• **STATED TASK A**:
Answer these from the virtio-blk patch thread, one answer per line, marked the same way:
(i) Apart from Report Zone and Append Zone, which zone operations does the patch support?
(ii) How many files does the patch change, and how many insertions does it make?
(iii) According to the reply, where are the frontend device settings implicitly set from?
• **STATED TASK B**:
Rewrite the virtio-blk patch thread between "Re: [RFC v6" and "and Append Zone.", inclusive, putting "virtual machine" in place of "guest".
• **STATED TASK C**:
Write what comes next in the virtio-blk patch thread, picking up after its last sentence.

• **SELECTION**:
• • •

Re: [RFC v6 2/4] virtio-blk: add zoned storage emulation for zoned devices

2023-01-31 Thread Stefan Hajnoczi
On Mon, Jan 30, 2023 at 06:30:16PM +, Daniel P. Berrangé wrote:
> On Mon, Jan 30, 2023 at 10:17:48AM -0500, Stefan Hajnoczi wrote:
> > On Mon, 30 Jan 2023 at 07:33, Daniel P. Berrangé  
> > wrote:
> > >
> > > On Sun, Jan 29, 2023 at 06:39:49PM +0800, Sam Li wrote:
> > > > This patch extends virtio-blk emulation to handle zoned device commands
> > > > by calling the new block layer APIs to perform zoned device I/O on
> > > > behalf of the guest. It supports Report Zone, four zone oparations 
> > > > (open,
> > > > close, finish, reset), and Append Zone.
> > > >
> > > > The VIRTIO_BLK_F_ZONED feature bit will only be set if the host does
> > > > support zoned block devices. Regular block devices(conventional zones)
> > > > will not be set.
> > > >
> > > > The guest os can use blktests, fio to test those commands on zoned 
> > > > devices.
> > > > Furthermore, using zonefs to test zone append write is also supported.
> > > >
> > > > Signed-off-by: Sam Li 
> > > > ---
> > > >  hw/block/virtio-blk-common.c |   2 +
> > > >  hw/block/virtio-blk.c| 394 +++
> > > >  2 files changed, 396 insertions(+)
> > > >
> > >
> > > > @@ -949,6 +1311,30 @@ static void virtio_blk_update_config(VirtIODevice 
> > > > *vdev, uint8_t *config)
> > > >  blkcfg.write_zeroes_may_unmap = 1;
> > > >  virtio_stl_p(vdev, _write_zeroes_seg, 1);
> > > >  }
> > > > +if (bs->bl.zoned != BLK_Z_NONE) {
> > > > +switch (bs->bl.zoned) {
> > > > +case BLK_Z_HM:
> > > > +blkcfg.zoned.model = VIRTIO_BLK_Z_HM;
> > > > +break;
> > > > +case BLK_Z_HA:
> > > > +blkcfg.zoned.model = VIRTIO_BLK_Z_HA;
> > > > +break;
> > > > +default:
> > > > +g_assert_not_reached();
> > > > +}
> > > > +
> > > > +virtio_stl_p(vdev, _sectors,
> > > > + bs->bl.zone_size / 512);
> > > > +virtio_stl_p(vdev, _active_zones,
> > > > + bs->bl.max_active_zones);
> > > > +virtio_stl_p(vdev, _open_zones,
> > > > + bs->bl.max_open_zones);
> > > > +virtio_stl_p(vdev, _granularity, blk_size);
> > > > +virtio_stl_p(vdev, _append_sectors,
> > > > + bs->bl.max_append_sectors);
> > >
> > > So these are all ABI sensitive frontend device settings, but they are
> > > not exposed as tunables on the virtio-blk device, instead they are
> > > implicitly set from the backend.

• • •

• **STORED DATA**:

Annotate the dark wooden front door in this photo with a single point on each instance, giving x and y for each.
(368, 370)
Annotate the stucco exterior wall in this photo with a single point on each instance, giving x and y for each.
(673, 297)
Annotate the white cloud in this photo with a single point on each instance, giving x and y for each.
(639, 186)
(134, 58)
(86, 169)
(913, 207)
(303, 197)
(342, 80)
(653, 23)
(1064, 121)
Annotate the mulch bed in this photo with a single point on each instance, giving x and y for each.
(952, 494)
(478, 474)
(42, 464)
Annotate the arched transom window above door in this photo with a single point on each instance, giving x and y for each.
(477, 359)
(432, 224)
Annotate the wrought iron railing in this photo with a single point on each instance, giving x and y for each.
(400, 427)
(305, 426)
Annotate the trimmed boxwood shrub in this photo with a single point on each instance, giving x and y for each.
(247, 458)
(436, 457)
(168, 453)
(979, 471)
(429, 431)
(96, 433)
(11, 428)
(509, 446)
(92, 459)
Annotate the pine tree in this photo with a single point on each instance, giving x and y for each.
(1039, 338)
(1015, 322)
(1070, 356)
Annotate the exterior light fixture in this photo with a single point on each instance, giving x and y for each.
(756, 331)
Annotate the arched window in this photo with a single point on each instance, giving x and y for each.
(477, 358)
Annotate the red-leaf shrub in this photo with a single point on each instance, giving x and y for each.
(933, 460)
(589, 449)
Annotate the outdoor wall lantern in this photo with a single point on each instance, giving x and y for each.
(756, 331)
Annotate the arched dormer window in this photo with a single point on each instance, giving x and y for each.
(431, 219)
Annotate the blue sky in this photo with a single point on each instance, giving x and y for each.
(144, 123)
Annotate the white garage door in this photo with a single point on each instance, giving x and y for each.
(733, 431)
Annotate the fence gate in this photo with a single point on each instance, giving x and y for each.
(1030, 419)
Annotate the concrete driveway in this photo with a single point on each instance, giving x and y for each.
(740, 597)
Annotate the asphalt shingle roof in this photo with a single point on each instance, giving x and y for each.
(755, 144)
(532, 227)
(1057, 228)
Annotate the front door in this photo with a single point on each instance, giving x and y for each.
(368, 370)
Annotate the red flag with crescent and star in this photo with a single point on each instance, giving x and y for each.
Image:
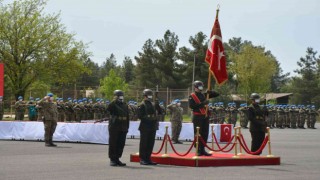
(225, 132)
(215, 56)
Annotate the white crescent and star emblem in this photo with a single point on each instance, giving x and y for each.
(226, 130)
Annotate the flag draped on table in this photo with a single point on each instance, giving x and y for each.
(215, 56)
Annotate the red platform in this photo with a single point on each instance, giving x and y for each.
(217, 159)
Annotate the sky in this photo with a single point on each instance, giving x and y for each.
(121, 27)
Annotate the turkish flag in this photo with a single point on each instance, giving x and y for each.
(225, 132)
(215, 56)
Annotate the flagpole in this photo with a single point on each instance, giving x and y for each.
(209, 71)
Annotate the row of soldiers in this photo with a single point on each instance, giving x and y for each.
(73, 110)
(277, 116)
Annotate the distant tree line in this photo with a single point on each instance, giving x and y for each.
(40, 55)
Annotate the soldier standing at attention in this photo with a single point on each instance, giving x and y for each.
(147, 113)
(258, 124)
(50, 118)
(176, 119)
(197, 103)
(1, 108)
(32, 112)
(20, 107)
(69, 110)
(118, 127)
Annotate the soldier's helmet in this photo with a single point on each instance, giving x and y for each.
(197, 84)
(254, 96)
(147, 92)
(118, 93)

• • •

• **EXPECTED ANSWER A**:
(i) Open, close, finish, and reset.
(ii) Two files, with 396 insertions.
(iii) From the backend.

• **EXPECTED ANSWER B**:
Re: [RFC v6 2/4] virtio-blk: add zoned storage emulation for zoned devices

2023-01-31 Thread Stefan Hajnoczi
On Mon, Jan 30, 2023 at 06:30:16PM +, Daniel P. Berrangé wrote:
> On Mon, Jan 30, 2023 at 10:17:48AM -0500, Stefan Hajnoczi wrote:
> > On Mon, 30 Jan 2023 at 07:33, Daniel P. Berrangé  
> > wrote:
> > >
> > > On Sun, Jan 29, 2023 at 06:39:49PM +0800, Sam Li wrote:
> > > > This patch extends virtio-blk emulation to handle zoned device commands
> > > > by calling the new block layer APIs to perform zoned device I/O on
> > > > behalf of the virtual machine. It supports Report Zone, four zone oparations 
> > > > (open,
> > > > close, finish, reset), and Append Zone.

• **EXPECTED ANSWER C**:
> > >
> > > We have done this kind of thing before in QEMU, but several times it
> > > has bitten QEMU maintainers/users, as having a backend affect the
> > > frontend ABI is not to typical. It wouldn't be immediately obvious
> > > when starting QEMU on a target host that the live migration would
> > > be breaking ABI if the target host wasn't using a zoned device with
> > > exact same settings.
> > >
> > > This also limits mgmt flexibility across live migration, if the
> > > mgmt app wants/needs to change the storage backend. eg maybe they
> > > need to evacuate the host for an emergency, but don't have spare
> > > hosts with same kind of storage. It might be desirable to migrate
> > > and switch to a plain block device or raw/qcow2 file, rather than
> > > let the VM die.
> > >
> > > Can we make these virtio setting be explicitly controlled on the
> > > virtio-blk device.  If not specified explicitly they could be
> > > auto-populated from the backend for ease of use, but if specified
> > > then simply validate the backend is a match. libvirt would then
> > > make sure these are always explicitly set on the frontend.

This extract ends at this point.